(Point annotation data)
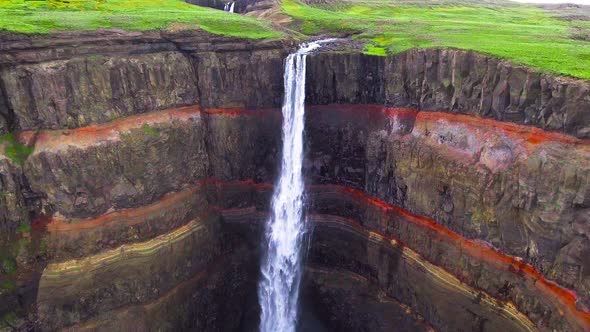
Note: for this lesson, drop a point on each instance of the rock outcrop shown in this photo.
(150, 176)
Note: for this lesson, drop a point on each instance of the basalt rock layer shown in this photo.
(153, 158)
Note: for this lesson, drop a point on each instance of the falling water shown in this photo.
(278, 290)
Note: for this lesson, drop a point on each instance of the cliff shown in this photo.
(156, 151)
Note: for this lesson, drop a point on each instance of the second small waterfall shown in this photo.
(278, 290)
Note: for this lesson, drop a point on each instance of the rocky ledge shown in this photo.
(468, 207)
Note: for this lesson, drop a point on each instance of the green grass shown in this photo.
(521, 33)
(45, 16)
(14, 150)
(150, 130)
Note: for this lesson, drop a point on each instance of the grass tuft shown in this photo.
(14, 150)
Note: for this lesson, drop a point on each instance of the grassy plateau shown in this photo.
(521, 33)
(45, 16)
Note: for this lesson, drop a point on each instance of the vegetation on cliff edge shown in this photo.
(45, 16)
(521, 33)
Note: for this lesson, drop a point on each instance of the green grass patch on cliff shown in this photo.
(521, 33)
(45, 16)
(13, 149)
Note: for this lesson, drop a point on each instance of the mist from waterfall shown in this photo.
(281, 270)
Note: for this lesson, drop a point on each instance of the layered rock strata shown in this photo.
(446, 220)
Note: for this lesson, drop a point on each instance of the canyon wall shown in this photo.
(155, 152)
(453, 81)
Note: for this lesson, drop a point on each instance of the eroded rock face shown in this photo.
(519, 192)
(424, 208)
(53, 83)
(452, 81)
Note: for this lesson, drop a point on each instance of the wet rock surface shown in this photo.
(119, 162)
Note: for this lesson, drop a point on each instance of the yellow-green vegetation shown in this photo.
(45, 16)
(521, 33)
(13, 149)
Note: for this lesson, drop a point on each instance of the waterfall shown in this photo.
(278, 289)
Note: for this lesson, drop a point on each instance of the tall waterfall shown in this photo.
(278, 290)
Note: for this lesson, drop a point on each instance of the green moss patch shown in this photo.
(14, 150)
(150, 130)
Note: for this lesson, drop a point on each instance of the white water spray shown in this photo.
(278, 290)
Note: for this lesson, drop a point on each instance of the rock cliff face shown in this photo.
(453, 81)
(154, 154)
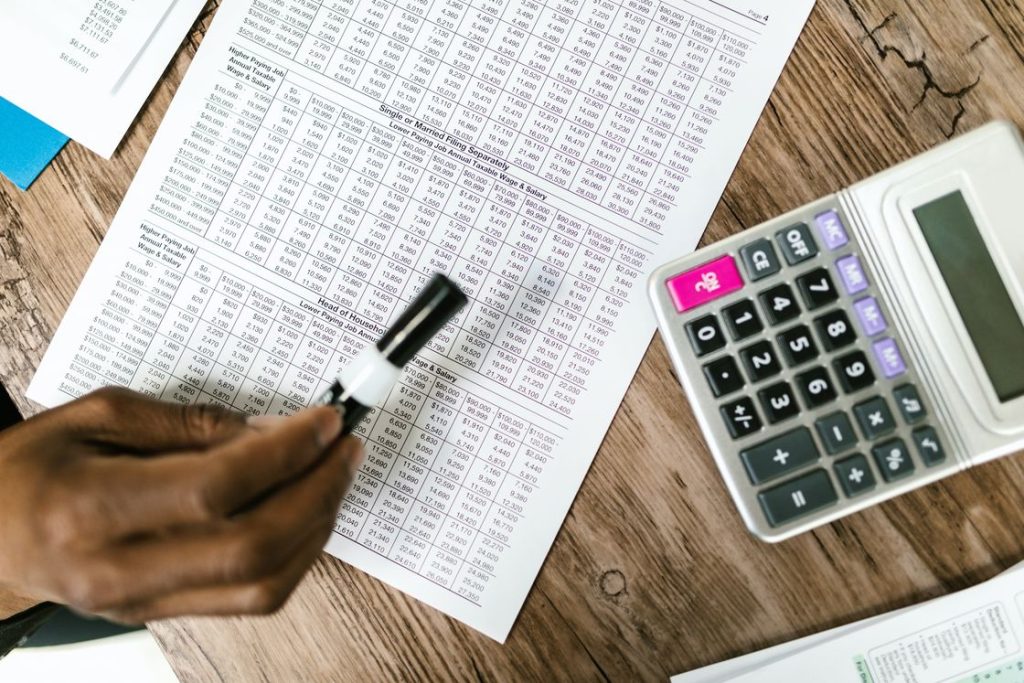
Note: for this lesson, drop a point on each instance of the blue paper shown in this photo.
(27, 144)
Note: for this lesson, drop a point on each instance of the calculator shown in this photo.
(862, 345)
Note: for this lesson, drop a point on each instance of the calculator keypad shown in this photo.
(815, 392)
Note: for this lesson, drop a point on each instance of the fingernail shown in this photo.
(328, 425)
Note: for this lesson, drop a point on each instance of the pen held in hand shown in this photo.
(366, 382)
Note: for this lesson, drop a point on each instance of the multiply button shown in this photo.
(779, 456)
(854, 475)
(797, 244)
(705, 284)
(740, 418)
(875, 417)
(800, 497)
(760, 259)
(893, 459)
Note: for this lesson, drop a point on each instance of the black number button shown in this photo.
(836, 330)
(836, 432)
(816, 387)
(761, 361)
(760, 259)
(779, 304)
(740, 418)
(875, 417)
(817, 289)
(797, 244)
(779, 402)
(929, 445)
(893, 460)
(853, 371)
(854, 475)
(742, 319)
(798, 345)
(908, 401)
(706, 336)
(723, 376)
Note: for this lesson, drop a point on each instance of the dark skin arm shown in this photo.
(139, 510)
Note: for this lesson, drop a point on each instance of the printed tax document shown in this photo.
(968, 637)
(87, 68)
(323, 159)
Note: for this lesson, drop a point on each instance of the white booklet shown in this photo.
(87, 68)
(322, 160)
(973, 636)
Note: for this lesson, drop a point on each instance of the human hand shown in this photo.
(139, 510)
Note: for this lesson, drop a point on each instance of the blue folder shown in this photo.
(27, 144)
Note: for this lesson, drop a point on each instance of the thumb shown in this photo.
(119, 418)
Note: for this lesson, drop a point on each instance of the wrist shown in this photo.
(12, 603)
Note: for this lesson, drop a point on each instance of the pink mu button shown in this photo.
(705, 284)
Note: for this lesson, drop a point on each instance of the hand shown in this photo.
(139, 510)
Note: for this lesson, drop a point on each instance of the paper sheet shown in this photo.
(918, 643)
(323, 159)
(87, 68)
(27, 144)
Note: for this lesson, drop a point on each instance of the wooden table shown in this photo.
(653, 572)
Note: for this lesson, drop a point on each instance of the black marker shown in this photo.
(366, 381)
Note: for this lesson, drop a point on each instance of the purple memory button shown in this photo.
(871, 318)
(889, 357)
(852, 273)
(832, 229)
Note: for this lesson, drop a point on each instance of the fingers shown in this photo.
(263, 596)
(128, 421)
(244, 551)
(200, 487)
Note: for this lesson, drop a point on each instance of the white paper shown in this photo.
(87, 68)
(300, 191)
(920, 643)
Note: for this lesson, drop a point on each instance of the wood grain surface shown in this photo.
(653, 572)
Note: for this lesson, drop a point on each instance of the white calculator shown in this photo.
(862, 345)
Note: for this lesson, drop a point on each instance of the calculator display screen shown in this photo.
(977, 290)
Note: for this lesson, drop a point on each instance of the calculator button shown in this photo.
(893, 460)
(760, 259)
(779, 456)
(909, 403)
(816, 387)
(836, 330)
(798, 345)
(889, 357)
(836, 432)
(872, 322)
(706, 336)
(779, 304)
(854, 475)
(723, 376)
(778, 401)
(742, 319)
(793, 499)
(705, 284)
(761, 361)
(832, 229)
(875, 417)
(797, 244)
(853, 371)
(852, 274)
(929, 446)
(817, 289)
(741, 418)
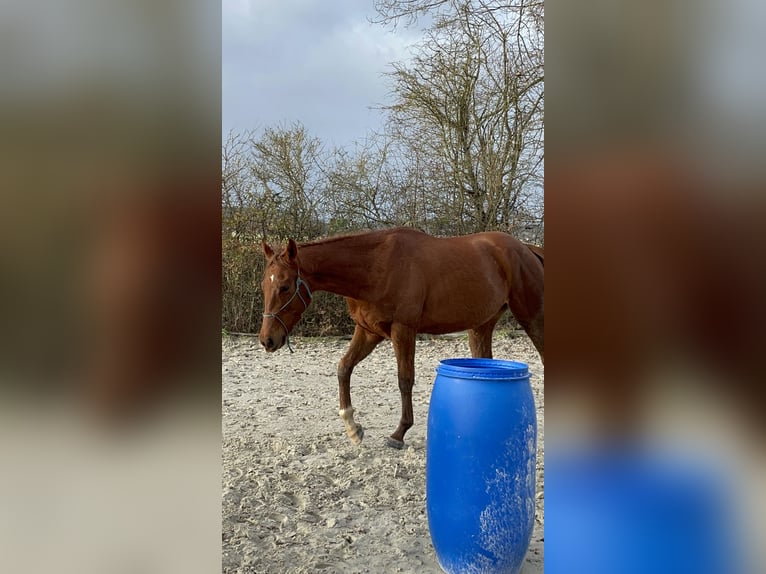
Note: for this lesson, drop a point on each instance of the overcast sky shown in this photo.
(314, 61)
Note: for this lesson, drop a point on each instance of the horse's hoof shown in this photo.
(393, 443)
(357, 436)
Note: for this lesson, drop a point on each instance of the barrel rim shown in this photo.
(479, 368)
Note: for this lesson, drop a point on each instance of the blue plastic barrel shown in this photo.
(480, 465)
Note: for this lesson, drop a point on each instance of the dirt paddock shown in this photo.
(298, 496)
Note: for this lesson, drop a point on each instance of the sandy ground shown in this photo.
(298, 496)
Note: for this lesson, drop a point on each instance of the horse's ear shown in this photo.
(292, 250)
(267, 250)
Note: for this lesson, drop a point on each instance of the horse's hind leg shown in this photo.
(480, 338)
(403, 339)
(362, 344)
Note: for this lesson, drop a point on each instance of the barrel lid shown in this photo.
(470, 368)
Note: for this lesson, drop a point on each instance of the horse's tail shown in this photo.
(538, 252)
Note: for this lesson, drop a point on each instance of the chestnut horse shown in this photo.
(401, 282)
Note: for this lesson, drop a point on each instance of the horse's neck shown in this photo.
(340, 267)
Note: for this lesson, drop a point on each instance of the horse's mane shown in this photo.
(353, 234)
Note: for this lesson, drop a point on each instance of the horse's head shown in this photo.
(285, 296)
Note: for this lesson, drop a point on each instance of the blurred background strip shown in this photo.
(110, 286)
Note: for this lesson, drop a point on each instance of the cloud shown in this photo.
(298, 60)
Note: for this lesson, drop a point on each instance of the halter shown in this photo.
(298, 282)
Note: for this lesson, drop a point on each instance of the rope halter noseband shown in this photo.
(298, 282)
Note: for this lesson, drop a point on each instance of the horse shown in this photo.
(398, 283)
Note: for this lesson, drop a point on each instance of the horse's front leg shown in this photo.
(362, 344)
(403, 339)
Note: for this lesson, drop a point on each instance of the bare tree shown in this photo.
(470, 106)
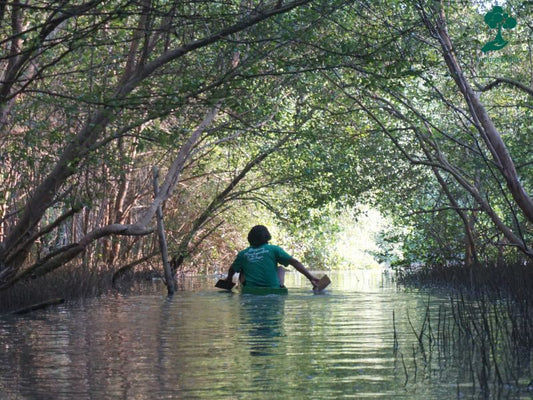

*WRITTEN PROBLEM*
Copy out every one of the entries above word for word, leaving out the pictures.

*ANSWER TO THE PROBLEM*
Note: for this lesson, drop a point on each instance of the rock outcrop shown in this photo.
(150, 176)
Note: for this lesson, drop a point on each instance of the basalt rock layer shown in this photo.
(153, 158)
Note: for this lesson, drop a point on each instance of the falling water shown in this photo.
(278, 290)
Note: for this lesson, drop a point on each instance of the cliff shown in this photo.
(156, 151)
Note: for this lesson, drop a point on each instance of the second small waterfall shown in this photo.
(278, 290)
Note: for this lesson, drop a point on each instance of the rocky ledge shown in this photo.
(468, 207)
Note: for this lesson, drop a point on each instance of the green grass shown in this photo.
(521, 33)
(45, 16)
(14, 150)
(150, 130)
Note: for this lesson, drop a point on each instance of the grass tuft shown in this photo.
(14, 150)
Note: for this lesson, drop a point on each instance of the grassy plateau shown in this photo.
(521, 33)
(45, 16)
Note: for this lesson, drop a point on each instance of the vegetation on cliff edge shown in this photo.
(45, 16)
(521, 33)
Note: for this lesson, drop a point on each instance of the green grass patch on cliff shown in this photo.
(521, 33)
(45, 16)
(13, 149)
Note: for this lesson, drop a point on each instance of the mist from waterfall shown in this photo.
(281, 270)
Note: for this lesson, drop a point on each instance of the layered rock strata shown in this photo.
(446, 220)
Note: for this lesson, drop a point on each instance of the canyon wall shown in this photo.
(155, 152)
(453, 81)
Note: for this lesson, drop a point on each instance of the eroded rock face shown in this photo.
(519, 192)
(424, 208)
(53, 83)
(452, 81)
Note: for this lesson, drop a point on each instance of the wet rock surface shown in this photo.
(119, 162)
Note: for this lesson, drop a point on each instance of the yellow-green vegetation shown in this photo.
(45, 16)
(521, 33)
(13, 149)
Note: for this lesson, drop a point on each instance of the waterfall shown in this photo.
(278, 289)
Note: for this lesson, drop a point on each instance of the tall waterfall shown in this photo.
(278, 290)
Note: for this lesson, drop a point on each instance of the green moss patch shown in this photo.
(14, 150)
(150, 130)
Note: for this lesson, drop a point on each instance of the white water spray shown in this photo.
(278, 290)
Note: for this lesson, drop a point on each instance of the rock cliff face shown in this photo.
(453, 81)
(154, 154)
Note: for this lesson, drop a point on each instance of the blue paper shown in this photo.
(27, 144)
Note: for this lesson, drop a point on each instance of the calculator shown in this photo.
(862, 345)
Note: for this lesson, drop a point on each instance of the calculator keypad shown in this photo.
(815, 392)
Note: for this lesson, drop a point on each instance of the fingernail shown in this photo.
(328, 425)
Note: for this lesson, drop a point on each instance of the pen held in hand shown in this photo.
(366, 382)
Note: for this lesson, drop a point on each instance of the multiply button shown in this photo.
(779, 456)
(854, 475)
(797, 244)
(705, 284)
(740, 418)
(875, 417)
(800, 497)
(760, 259)
(893, 459)
Note: for this lesson, drop a point on each instance of the black number button shown in this photo.
(836, 330)
(836, 432)
(816, 387)
(761, 361)
(760, 259)
(779, 304)
(740, 418)
(875, 417)
(817, 289)
(797, 244)
(779, 402)
(929, 445)
(893, 460)
(853, 371)
(854, 475)
(742, 319)
(798, 345)
(908, 401)
(706, 336)
(723, 376)
Note: for this lesson, drop a point on each instance of the dark skin arm shown in this photo.
(139, 510)
Note: for this lesson, drop a point on each instance of the printed tax document shown in this photo.
(968, 637)
(87, 68)
(323, 159)
Note: for this lesson, drop a point on each instance of the white booklet shown in this photo.
(87, 68)
(322, 160)
(973, 636)
Note: for this lesson, drop a point on each instance of the human hand shown in this photo.
(139, 510)
Note: for this lesson, drop a point on each instance of the blue folder shown in this photo.
(27, 144)
Note: for this lesson, drop a point on each instance of the thumb shown in this photo.
(119, 418)
Note: for this lesson, drop a point on each instance of the wrist shown in this photo.
(12, 603)
Note: for this lesson, drop a point on each instance of the pink mu button shown in this photo.
(705, 284)
Note: for this lesson, drop a point on each instance of the hand shown in this photo.
(139, 510)
Note: for this lesson, drop a point on each instance of the paper sheet shown in this photo.
(918, 643)
(323, 159)
(87, 68)
(27, 144)
Note: for this lesson, drop a point on each instance of the wooden table shown in this photo.
(653, 572)
Note: for this lesson, drop a point on each instance of the black marker shown in this photo.
(366, 381)
Note: for this lesson, drop a point on each instance of the purple memory button shown in this photo.
(871, 318)
(889, 357)
(852, 273)
(832, 229)
Note: for this lesson, drop a point on each instance of the fingers shown in this photo.
(263, 596)
(128, 421)
(244, 551)
(200, 487)
Note: for this lesson, drop a point on each instance of the white paper shown in this photo.
(87, 68)
(300, 191)
(920, 643)
Note: for this lesson, drop a point on each instance of the wood grain surface shown in this photo.
(653, 572)
Note: for this lesson, drop a point on each instance of the white calculator shown in this photo.
(862, 345)
Note: for this lesson, drop a point on each instance of the calculator display screen shown in this photo.
(977, 290)
Note: for this lesson, drop a point on each instance of the calculator button shown in this photo.
(893, 460)
(760, 259)
(779, 456)
(909, 403)
(816, 387)
(836, 330)
(798, 345)
(889, 357)
(836, 432)
(872, 322)
(706, 336)
(779, 304)
(854, 475)
(723, 376)
(778, 401)
(742, 319)
(793, 499)
(705, 284)
(761, 361)
(832, 229)
(875, 417)
(797, 244)
(853, 371)
(852, 274)
(929, 446)
(817, 289)
(741, 418)
Note: for this lesson, drop a point on each instance of the overcast sky shown in this photo.
(314, 61)
Note: for this lesson, drop a point on each instance of the horse's hoof shown in this photo.
(393, 443)
(357, 436)
Note: for this lesson, drop a point on each instance of the barrel rim shown in this photo.
(479, 368)
Note: for this lesson, drop a point on each instance of the blue plastic barrel shown in this photo.
(480, 465)
Note: for this lesson, drop a point on each instance of the dirt paddock shown in this photo.
(298, 496)
Note: for this lesson, drop a point on each instance of the sandy ground shown in this photo.
(298, 496)
Note: for this lesson, drop a point on each instance of the horse's ear shown in this photo.
(292, 250)
(267, 250)
Note: for this lesson, drop a point on each instance of the horse's hind leg shown in this photo.
(480, 338)
(403, 339)
(362, 344)
Note: for this lesson, drop a point on each instance of the barrel lid shown in this photo.
(470, 368)
Note: for this lesson, drop a point on each instance of the horse's tail shown in this photo.
(538, 252)
Note: for this lesson, drop a point on each instance of the chestnut horse shown in this photo.
(401, 282)
Note: for this lesson, drop a point on each instance of the horse's neck shown in this photo.
(340, 267)
Note: for this lesson, drop a point on each instance of the horse's mane shown in this photo.
(353, 234)
Note: for this lesson, drop a point on each instance of the horse's head shown in this photo.
(285, 296)
Note: for this lesson, drop a point on each instance of the blurred background strip shown in this photo.
(110, 286)
Note: for this lesson, drop a point on each instance of the cloud shown in this photo.
(298, 60)
Note: for this lesson, drop a point on each instance of the halter shown in this photo.
(298, 282)
Note: for this lesson, drop a point on each instance of the rope halter noseband shown in this photo.
(298, 282)
Note: for this lesson, drop a point on each instance of the horse shown in this photo.
(398, 283)
Note: for this lesson, drop a point on each instance of the horse's front leg shown in this photo.
(362, 344)
(403, 339)
Note: for this lesson, drop a point on each instance of the bare tree shown in this photo.
(470, 106)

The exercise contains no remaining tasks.